▶ Dataset content:
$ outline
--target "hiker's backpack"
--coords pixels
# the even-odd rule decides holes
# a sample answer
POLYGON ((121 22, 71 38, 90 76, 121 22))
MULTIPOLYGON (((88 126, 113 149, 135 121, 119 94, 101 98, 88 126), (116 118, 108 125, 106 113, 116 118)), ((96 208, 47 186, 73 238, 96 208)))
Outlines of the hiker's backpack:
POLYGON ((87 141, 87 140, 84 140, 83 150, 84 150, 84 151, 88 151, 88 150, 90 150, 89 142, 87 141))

▶ Directions:
Update the rows from the first line through the line containing "Outlines of the", putting "daypack" wherever "backpack" appears and leaving everything else unchanged.

▶ Solution to this problem:
$ outline
--target "hiker's daypack"
--coords pixels
# the even-odd rule decides holes
# a sample answer
POLYGON ((121 22, 71 38, 90 76, 121 22))
MULTIPOLYGON (((88 126, 113 149, 135 121, 119 94, 101 98, 88 126), (116 118, 108 125, 106 113, 116 118)), ((96 208, 47 186, 73 238, 96 208)))
Outlines of the hiker's daypack:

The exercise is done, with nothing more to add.